» LISTING
━━━━━━━━━━

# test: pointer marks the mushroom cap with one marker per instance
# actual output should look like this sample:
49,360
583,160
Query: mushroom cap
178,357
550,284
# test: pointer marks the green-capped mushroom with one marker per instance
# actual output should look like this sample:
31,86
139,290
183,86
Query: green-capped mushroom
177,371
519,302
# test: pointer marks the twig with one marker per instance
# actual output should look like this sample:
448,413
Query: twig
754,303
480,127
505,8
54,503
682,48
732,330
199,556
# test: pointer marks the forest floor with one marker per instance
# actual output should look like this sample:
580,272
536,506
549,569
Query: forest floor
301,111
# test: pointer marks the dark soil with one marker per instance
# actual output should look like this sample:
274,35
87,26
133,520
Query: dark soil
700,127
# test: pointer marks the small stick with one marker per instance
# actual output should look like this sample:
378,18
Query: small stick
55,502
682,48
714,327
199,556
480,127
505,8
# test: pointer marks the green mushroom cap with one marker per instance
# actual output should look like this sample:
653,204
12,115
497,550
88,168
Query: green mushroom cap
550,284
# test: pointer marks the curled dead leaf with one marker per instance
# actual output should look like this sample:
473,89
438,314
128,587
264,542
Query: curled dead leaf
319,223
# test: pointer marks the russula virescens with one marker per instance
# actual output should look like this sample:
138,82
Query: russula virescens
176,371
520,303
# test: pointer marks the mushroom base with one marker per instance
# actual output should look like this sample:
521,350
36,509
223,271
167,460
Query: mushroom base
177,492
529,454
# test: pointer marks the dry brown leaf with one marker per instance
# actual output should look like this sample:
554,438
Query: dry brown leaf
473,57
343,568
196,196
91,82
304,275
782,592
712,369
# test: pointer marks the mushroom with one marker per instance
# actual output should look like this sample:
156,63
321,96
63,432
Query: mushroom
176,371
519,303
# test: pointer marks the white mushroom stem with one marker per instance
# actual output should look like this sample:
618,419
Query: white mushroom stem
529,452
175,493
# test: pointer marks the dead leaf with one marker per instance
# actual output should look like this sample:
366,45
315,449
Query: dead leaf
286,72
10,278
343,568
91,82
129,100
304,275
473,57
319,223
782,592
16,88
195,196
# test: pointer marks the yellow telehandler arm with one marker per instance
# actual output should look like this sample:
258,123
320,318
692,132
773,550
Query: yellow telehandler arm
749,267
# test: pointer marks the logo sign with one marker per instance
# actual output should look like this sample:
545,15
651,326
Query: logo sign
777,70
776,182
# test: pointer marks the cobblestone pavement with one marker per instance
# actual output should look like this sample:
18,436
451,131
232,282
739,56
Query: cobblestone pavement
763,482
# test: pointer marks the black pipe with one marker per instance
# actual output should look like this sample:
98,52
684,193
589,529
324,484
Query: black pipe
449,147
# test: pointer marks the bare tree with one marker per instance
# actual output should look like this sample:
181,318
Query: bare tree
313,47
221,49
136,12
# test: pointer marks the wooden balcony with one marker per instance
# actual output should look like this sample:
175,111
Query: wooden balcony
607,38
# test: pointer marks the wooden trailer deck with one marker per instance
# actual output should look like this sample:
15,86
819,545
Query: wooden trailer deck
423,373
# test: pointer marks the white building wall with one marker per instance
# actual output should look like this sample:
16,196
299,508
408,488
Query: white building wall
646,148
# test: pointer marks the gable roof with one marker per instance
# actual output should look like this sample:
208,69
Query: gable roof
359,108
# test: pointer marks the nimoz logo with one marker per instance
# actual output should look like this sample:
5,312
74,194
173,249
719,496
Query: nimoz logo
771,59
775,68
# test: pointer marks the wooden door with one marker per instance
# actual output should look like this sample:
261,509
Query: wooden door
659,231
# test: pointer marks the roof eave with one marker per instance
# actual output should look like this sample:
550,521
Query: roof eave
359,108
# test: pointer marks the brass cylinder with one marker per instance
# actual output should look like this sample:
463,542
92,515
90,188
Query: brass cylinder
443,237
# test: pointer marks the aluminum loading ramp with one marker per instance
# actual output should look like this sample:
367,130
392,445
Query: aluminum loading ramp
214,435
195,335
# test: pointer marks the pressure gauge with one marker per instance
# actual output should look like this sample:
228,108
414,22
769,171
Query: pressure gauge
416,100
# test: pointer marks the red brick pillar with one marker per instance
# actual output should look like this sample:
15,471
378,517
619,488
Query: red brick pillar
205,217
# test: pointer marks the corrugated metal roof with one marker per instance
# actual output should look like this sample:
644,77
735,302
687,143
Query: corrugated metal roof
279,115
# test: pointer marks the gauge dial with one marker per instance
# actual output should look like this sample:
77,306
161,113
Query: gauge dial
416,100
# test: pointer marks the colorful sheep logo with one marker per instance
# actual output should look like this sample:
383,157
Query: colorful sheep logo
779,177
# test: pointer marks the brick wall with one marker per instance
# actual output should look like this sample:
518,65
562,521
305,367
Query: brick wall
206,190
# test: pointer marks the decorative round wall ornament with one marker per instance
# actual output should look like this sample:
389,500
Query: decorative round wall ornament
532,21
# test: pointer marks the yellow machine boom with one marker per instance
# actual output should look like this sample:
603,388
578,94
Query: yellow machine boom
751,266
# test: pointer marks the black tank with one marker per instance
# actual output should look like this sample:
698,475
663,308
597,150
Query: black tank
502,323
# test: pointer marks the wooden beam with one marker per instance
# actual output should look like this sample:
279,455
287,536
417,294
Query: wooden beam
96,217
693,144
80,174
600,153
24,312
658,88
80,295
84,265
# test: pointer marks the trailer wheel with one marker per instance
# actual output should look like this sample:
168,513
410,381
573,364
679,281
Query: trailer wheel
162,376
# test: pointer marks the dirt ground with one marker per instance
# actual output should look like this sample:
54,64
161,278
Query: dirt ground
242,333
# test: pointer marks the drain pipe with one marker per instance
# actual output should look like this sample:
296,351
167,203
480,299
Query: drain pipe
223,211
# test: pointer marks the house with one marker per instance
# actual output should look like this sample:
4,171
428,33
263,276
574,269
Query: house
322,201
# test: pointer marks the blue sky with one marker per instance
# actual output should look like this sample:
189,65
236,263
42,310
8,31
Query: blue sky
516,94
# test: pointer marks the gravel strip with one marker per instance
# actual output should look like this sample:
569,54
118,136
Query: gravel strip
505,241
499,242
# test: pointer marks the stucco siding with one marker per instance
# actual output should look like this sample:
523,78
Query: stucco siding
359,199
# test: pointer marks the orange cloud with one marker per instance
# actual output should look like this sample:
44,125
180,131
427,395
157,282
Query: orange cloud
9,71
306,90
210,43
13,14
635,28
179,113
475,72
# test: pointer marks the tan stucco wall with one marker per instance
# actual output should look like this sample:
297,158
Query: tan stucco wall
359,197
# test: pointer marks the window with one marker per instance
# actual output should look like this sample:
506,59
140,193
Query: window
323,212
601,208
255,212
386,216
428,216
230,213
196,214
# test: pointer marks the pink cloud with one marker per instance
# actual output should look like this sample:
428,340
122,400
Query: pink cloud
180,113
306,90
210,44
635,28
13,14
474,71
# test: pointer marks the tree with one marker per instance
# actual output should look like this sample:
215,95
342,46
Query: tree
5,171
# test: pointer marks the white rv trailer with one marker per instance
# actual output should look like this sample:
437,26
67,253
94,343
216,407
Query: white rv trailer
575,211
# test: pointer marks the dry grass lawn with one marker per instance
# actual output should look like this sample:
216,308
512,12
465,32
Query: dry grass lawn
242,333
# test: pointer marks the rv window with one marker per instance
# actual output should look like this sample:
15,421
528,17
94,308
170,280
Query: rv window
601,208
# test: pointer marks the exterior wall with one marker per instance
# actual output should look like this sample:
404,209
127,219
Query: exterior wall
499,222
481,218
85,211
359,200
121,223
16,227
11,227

━━━━━━━━━━

» WHAT IS ASKED
Once more, set down the full listing, verbatim.

» WRITTEN RESPONSE
# test: pointer marks the mushroom cap with one marker per instance
# actual output should look like this sample:
49,360
583,160
Query: mushroom cap
178,357
550,284
# test: pointer marks the green-capped mushroom with one marker per instance
# actual output should look like this sample:
31,86
139,290
183,86
Query: green-capped mushroom
177,371
519,302
# test: pointer marks the twig with one marker per instance
# actual output should look like this sample:
448,413
Query: twig
754,303
480,127
505,8
54,503
682,48
732,330
199,556
# test: pointer marks the forest floor with one marker per instance
# actual output should look like this sample:
580,272
536,506
549,569
Query: forest floor
301,111
# test: pointer marks the dark soil with one marker per instance
# actual output should look like this sample:
274,35
87,26
133,520
Query: dark soil
700,127
# test: pointer marks the small stick with one marker per instance
# actual output should look like this sample:
378,18
Query: small stick
55,502
682,48
714,327
199,556
480,127
505,8
# test: pointer marks the green mushroom cap with one marker per instance
# actual output should look like this sample:
653,204
12,115
497,550
88,168
Query: green mushroom cap
550,284
# test: pointer marks the curled dead leaf with one marker per instance
# actual output should look like this sample:
473,89
438,314
128,587
264,542
Query: curled dead leaf
319,223
# test: pointer marks the russula virescens with one marker per instance
# actual output should look like this sample:
138,82
Query: russula virescens
176,371
520,303
# test: pointer marks the mushroom base with one marker per instance
# actual output should look like this sample:
521,350
36,509
223,271
167,460
Query: mushroom base
177,492
529,454
# test: pointer marks the dry brown leaf with one marker per instance
# actual output should look like this sample:
554,438
Query: dry brown leaf
473,57
343,568
196,196
91,82
304,275
782,592
712,369
# test: pointer marks the mushroom with one marker per instance
# actual output should look like this sample:
156,63
321,96
63,432
Query: mushroom
176,371
519,303
# test: pointer marks the white mushroom stem with one marker per instance
# actual output should look like this sample:
618,419
Query: white mushroom stem
529,452
175,493
# test: pointer marks the dead leaf with one marker per instance
# actual output should look like this sample:
366,45
315,449
Query: dead leaf
286,72
10,278
343,568
91,82
129,100
304,275
473,57
319,223
782,592
16,88
195,196
# test: pointer marks the yellow telehandler arm with one marker per instance
# actual output should look like this sample:
258,123
320,318
692,132
773,550
Query: yellow telehandler arm
749,267
# test: pointer marks the logo sign with one marker per instance
# actual output should look like this sample:
545,15
651,326
Query: logo sign
777,70
776,182
# test: pointer marks the cobblestone pavement with one marker per instance
# actual output should look like this sample:
18,436
451,131
232,282
739,56
Query: cobblestone pavement
763,482
# test: pointer marks the black pipe with one marker per instance
# actual output should look like this sample:
98,52
684,193
589,529
324,484
Query: black pipe
449,147
# test: pointer marks the bare tree with one marker per instance
# actual output should look like this sample:
181,318
Query: bare tree
313,47
221,49
136,12
# test: pointer marks the wooden balcony with one marker per instance
# actual output should look like this sample:
175,111
Query: wooden balcony
607,38
# test: pointer marks the wooden trailer deck with one marker per instance
# actual output should look like this sample:
15,86
819,545
Query: wooden trailer deck
423,373
# test: pointer marks the white building wall with one marker per instance
# actual output should look like this sample:
16,196
299,508
408,488
Query: white building wall
646,148
# test: pointer marks the gable roof with one marker per instance
# actual output should look like this sample:
208,69
Query: gable roof
359,108
# test: pointer marks the nimoz logo with one marker per instance
# actual output should look like this sample:
5,312
74,194
173,249
719,496
Query: nimoz logo
771,59
775,68
# test: pointer marks the wooden door with one marker per instance
# actual output should look like this sample:
261,509
Query: wooden door
659,231
# test: pointer marks the roof eave with one marker per instance
# actual output should look like this sample:
550,521
Query: roof eave
359,108
# test: pointer marks the brass cylinder with one marker per instance
# actual output should look like this sample:
463,542
92,515
90,188
Query: brass cylinder
443,237
# test: pointer marks the aluminum loading ramp with one marker per instance
# actual output should look like this sample:
367,130
392,445
Query: aluminum loading ramp
214,435
195,335
# test: pointer marks the pressure gauge with one marker per instance
# actual output should look like this sample:
228,108
414,22
769,171
Query: pressure gauge
416,100
# test: pointer marks the red brick pillar with one marker per instance
# actual output should look like this sample:
15,471
378,517
619,488
Query: red brick pillar
205,217
# test: pointer marks the corrugated metal roof with one marker per instance
# actual output should look like this sample:
644,77
735,302
687,143
Query: corrugated metal roof
279,115
# test: pointer marks the gauge dial with one marker per instance
# actual output should look like this sample:
77,306
161,113
Query: gauge dial
416,100
# test: pointer marks the colorful sheep logo with one marker per instance
# actual output should look like this sample:
383,157
Query: colorful sheep logo
779,177
# test: pointer marks the brick wall with one marker per instance
# actual output should look like this sample:
518,65
562,521
305,367
Query: brick wall
206,190
# test: pointer marks the decorative round wall ornament with one marker per instance
# actual output should look like this sample:
389,500
Query: decorative round wall ornament
532,21
# test: pointer marks the yellow machine boom with one marker per instance
# actual output should look like this sample:
603,388
578,94
Query: yellow machine boom
751,266
# test: pointer marks the black tank with one marker per instance
# actual output should look like this sample:
698,475
663,308
597,150
Query: black tank
502,323
# test: pointer marks the wooden beam with one marker per instance
# actual output should look like this sample:
279,455
287,536
417,294
Query: wooden beam
96,217
693,144
80,174
600,153
24,312
658,88
80,295
84,265
# test: pointer marks the trailer wheel with one marker per instance
# actual output should look like this sample:
168,513
410,381
573,364
679,281
Query: trailer wheel
162,376
# test: pointer marks the dirt ground with one marker per instance
# actual output should look like this sample:
54,64
161,278
Query: dirt ground
242,333
# test: pointer marks the drain pipe with one marker per instance
# actual output should look like this sample:
296,351
167,203
480,299
Query: drain pipe
223,211
# test: pointer marks the house with one marker per instance
# actual output should look like this sample:
4,171
428,33
263,276
574,269
Query: house
322,201
# test: pointer marks the blue sky with one marker per instance
# actual output should look like this sample:
189,65
236,263
42,310
8,31
Query: blue sky
516,94
# test: pointer marks the gravel strip with one marker per instance
# actual output should look like this sample:
569,54
118,136
Query: gravel strip
505,241
499,242
# test: pointer marks the stucco siding with one marker per instance
# actual output should look like this sample:
523,78
Query: stucco siding
359,199
# test: pointer marks the orange cloud with one marker per instance
# actual output should look like this sample:
44,125
180,131
427,395
157,282
Query: orange cloud
9,71
306,90
210,43
13,14
635,28
179,113
475,72
# test: pointer marks the tan stucco wall with one marker per instance
# actual output should look like this sample:
297,158
Query: tan stucco wall
359,197
# test: pointer marks the window with one marker per instance
# actual output should look like this sample:
506,59
140,193
Query: window
323,212
601,208
255,212
386,216
428,216
230,213
196,214
# test: pointer marks the pink cloud with one marker per instance
# actual output should look like this sample:
428,340
122,400
Query: pink cloud
180,113
306,90
210,44
635,28
13,14
474,71
# test: pointer marks the tree with one marker per instance
# actual output should look like this sample:
215,95
342,46
Query: tree
5,171
# test: pointer marks the white rv trailer with one marker per instance
# actual output should look like this sample:
437,26
67,253
94,343
216,407
Query: white rv trailer
575,211
# test: pointer marks the dry grass lawn with one marker per instance
# actual output should look like this sample:
216,308
512,12
465,32
Query: dry grass lawn
242,333
# test: pointer marks the rv window with one marker per instance
# actual output should look like this sample:
15,421
528,17
94,308
170,280
Query: rv window
601,208
# test: pointer marks the exterior wall with one marker per instance
# actual output should look like this sample:
404,209
127,219
Query: exterior wall
499,222
481,218
85,211
359,200
121,223
16,227
11,227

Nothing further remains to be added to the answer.